=== TEXT EXTRACT ===
· · · · · · ·
He delivered the same message directly to Bush, Cheney and Hadley at the White House.

Victory had to be the goal, he told all. Don't let it happen again. Don't give an inch, or else the media, the Congress and the American culture of avoiding hardship will walk you back.

He also said that the eventual outcome in Iraq was more important than Vietnam had been. A radical Islamic or Taliban-style government in Iraq would be a model that could challenge the internal stability of the key countries in the Middle East and elsewhere.

Kissinger told Rice that in Vietnam they didn't have the time, focus, energy or support at home to get the politics in place. That's why it had collapsed like a house of cards. He urged that the Bush administration get the politics right, both in Iraq and on the home front. Partially withdrawing troops had its own dangers. Even entertaining the idea of withdrawing any troops could create momentum for an exit that was less than victory.

In a meeting with presidential speechwriter Michael Gerson in early September 2005, Kissinger was more explicit: Bush needed to resist the pressure to withdraw American troops. He repeated his axiom that the only meaningful exit strategy was victory.

"The president can't be talking about troop reductions as a centerpiece," Kissinger said. "You may want to reduce troops," but troop reduction should not be the objective. "This is not where you put the emphasis."

To emphasize his point, he gave Gerson a copy of a memo he had written to President Richard M. Nixon, dated Sept. 10, 1969.

"Withdrawal of U.S. troops will become like salted peanuts to the American public; the more U.S. troops come home, the more will be demanded," he wrote.

The policy of "Vietnamization," turning the fight over to the South Vietnamese military, Kissinger wrote, might increase pressure to end the war because the American public wanted a quick resolution. Troop withdrawals would only encourage the enemy. "It will become harder and harder to maintain the morale of those who remain, not to speak of their mothers."

Two months after Gerson's meeting, the administration issued a 35-page "National Strategy for Victory in Iraq." It was right out of the Kissinger playbook. The only meaningful exit strategy would be victory.

Echoes of Vietnam
Vietnam was also on the minds of some old Army buddies of Gen. Abizaid, the Centcom commander. They were worried that Iraq was slowly turning into Vietnam -- either it would wind down prematurely or become a war that was not winnable.

Some of them, including retired Gen. Wayne A. Downing and James V. Kimsey, a founder of America Online, visited Abizaid in 2005 at his headquarters in Doha, Qatar, and then in Iraq.
· · · · · · ·
=== PROVIDED INFORMATION ===
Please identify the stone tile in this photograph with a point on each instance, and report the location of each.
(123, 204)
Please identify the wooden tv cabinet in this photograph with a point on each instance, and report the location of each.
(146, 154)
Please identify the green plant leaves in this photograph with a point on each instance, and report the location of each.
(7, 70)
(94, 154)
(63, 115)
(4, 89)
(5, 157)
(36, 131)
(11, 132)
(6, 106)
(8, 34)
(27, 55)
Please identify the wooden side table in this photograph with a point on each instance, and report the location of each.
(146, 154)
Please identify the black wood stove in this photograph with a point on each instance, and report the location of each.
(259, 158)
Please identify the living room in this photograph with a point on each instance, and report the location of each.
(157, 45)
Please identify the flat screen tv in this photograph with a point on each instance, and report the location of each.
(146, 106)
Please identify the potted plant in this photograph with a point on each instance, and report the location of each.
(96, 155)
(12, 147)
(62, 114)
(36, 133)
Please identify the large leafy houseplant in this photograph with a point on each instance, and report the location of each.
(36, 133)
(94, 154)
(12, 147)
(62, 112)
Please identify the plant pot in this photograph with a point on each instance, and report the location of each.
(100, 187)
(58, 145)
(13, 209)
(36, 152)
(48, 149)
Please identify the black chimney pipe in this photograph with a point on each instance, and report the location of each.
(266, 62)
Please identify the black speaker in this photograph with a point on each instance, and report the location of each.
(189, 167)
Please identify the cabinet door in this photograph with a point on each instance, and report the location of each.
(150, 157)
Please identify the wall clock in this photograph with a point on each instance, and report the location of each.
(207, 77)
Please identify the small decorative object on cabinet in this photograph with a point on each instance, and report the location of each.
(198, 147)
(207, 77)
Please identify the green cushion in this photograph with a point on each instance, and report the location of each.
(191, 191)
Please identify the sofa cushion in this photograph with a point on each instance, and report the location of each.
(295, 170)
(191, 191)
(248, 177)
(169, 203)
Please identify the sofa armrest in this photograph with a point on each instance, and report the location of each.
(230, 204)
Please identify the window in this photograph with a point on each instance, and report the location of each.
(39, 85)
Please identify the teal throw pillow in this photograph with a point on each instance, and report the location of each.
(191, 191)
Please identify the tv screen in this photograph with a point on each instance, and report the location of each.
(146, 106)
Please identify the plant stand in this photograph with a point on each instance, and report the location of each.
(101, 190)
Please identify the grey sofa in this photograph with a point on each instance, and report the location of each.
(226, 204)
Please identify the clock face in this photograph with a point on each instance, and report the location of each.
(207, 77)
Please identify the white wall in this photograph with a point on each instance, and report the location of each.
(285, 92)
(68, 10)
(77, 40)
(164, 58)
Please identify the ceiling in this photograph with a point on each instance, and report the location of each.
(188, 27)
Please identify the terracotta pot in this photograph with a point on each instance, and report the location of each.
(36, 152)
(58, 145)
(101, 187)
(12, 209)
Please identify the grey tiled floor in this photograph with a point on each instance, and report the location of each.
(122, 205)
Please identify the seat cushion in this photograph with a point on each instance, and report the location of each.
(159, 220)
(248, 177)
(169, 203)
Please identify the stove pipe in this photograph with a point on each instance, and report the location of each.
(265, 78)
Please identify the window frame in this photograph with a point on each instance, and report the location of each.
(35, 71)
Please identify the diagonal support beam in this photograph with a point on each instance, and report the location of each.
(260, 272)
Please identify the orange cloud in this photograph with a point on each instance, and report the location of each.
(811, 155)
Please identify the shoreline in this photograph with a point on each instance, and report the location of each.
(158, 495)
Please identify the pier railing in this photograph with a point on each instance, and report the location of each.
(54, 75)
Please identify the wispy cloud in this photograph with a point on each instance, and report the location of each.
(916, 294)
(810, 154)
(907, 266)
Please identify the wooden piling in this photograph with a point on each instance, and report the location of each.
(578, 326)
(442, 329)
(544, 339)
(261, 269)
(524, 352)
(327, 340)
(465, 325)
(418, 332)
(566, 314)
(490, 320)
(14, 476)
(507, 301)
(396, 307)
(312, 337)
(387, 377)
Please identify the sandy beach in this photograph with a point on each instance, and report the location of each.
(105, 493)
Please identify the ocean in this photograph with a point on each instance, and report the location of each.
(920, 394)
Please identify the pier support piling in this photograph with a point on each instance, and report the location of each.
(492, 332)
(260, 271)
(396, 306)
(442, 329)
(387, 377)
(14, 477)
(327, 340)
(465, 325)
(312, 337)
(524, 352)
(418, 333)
· · · · · · ·
=== TO DO ===
**A)** Please repeat word for word the passage on Kissinger and Iraq, everything from "He also said" down to "less than victory.".
**B)** Reproduce the listing verbatim, everything from the line containing "Please identify the wispy" down to the final line of the listing.

=== OUTPUTS ===
**A)**
He also said that the eventual outcome in Iraq was more important than Vietnam had been. A radical Islamic or Taliban-style government in Iraq would be a model that could challenge the internal stability of the key countries in the Middle East and elsewhere.

Kissinger told Rice that in Vietnam they didn't have the time, focus, energy or support at home to get the politics in place. That's why it had collapsed like a house of cards. He urged that the Bush administration get the politics right, both in Iraq and on the home front. Partially withdrawing troops had its own dangers. Even entertaining the idea of withdrawing any troops could create momentum for an exit that was less than victory.

**B)**
Please identify the wispy cloud in this photograph with a point on each instance, and report the location of each.
(916, 294)
(810, 154)
(907, 266)
Please identify the wooden piling in this photograph with a point on each instance, and report the location of each.
(578, 326)
(442, 329)
(544, 339)
(261, 269)
(524, 352)
(327, 340)
(465, 325)
(418, 332)
(566, 314)
(490, 320)
(14, 476)
(507, 301)
(396, 307)
(312, 337)
(387, 377)
Please identify the sandy beach in this photograph with a point on each instance, and report the location of each.
(105, 493)
Please identify the ocean in this photograph with a point on each instance, and report the location of each.
(920, 394)
Please identify the pier support piling in this photograph with a point on each instance, and report the location of each.
(492, 332)
(260, 271)
(396, 306)
(442, 329)
(387, 377)
(14, 477)
(327, 340)
(465, 325)
(312, 337)
(524, 352)
(418, 333)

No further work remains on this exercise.